(Coordinate labeling data)
========================================

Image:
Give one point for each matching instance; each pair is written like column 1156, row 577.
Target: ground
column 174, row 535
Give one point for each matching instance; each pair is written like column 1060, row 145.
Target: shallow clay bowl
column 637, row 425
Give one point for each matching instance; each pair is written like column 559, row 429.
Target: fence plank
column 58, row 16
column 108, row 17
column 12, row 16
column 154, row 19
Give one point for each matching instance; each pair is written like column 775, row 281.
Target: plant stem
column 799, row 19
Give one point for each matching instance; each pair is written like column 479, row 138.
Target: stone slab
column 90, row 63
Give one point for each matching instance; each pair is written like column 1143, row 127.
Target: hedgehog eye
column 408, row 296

========================================

* **WORK INSTRUCTIONS**: Copy every one of the rows above word for word.

* **EXERCISE RESPONSE**:
Image:
Give one point for each matching instance; each pair is written like column 1156, row 577.
Target: ground
column 174, row 535
Give one point for each matching instance; each pair is written like column 1060, row 145.
Target: shallow clay bowl
column 637, row 425
Give one point for each matching instance; each pair is written like column 559, row 429.
Target: fence plank
column 58, row 16
column 108, row 17
column 12, row 16
column 154, row 19
Give one point for each matching instance; each pair is written like column 775, row 281.
Target: plant stem
column 799, row 19
Give one point for each matching instance; each pair is written like column 479, row 138.
Target: stone slab
column 90, row 63
Give one point for each matching instance; each pair is written like column 1143, row 127.
Target: hedgehog eye
column 408, row 296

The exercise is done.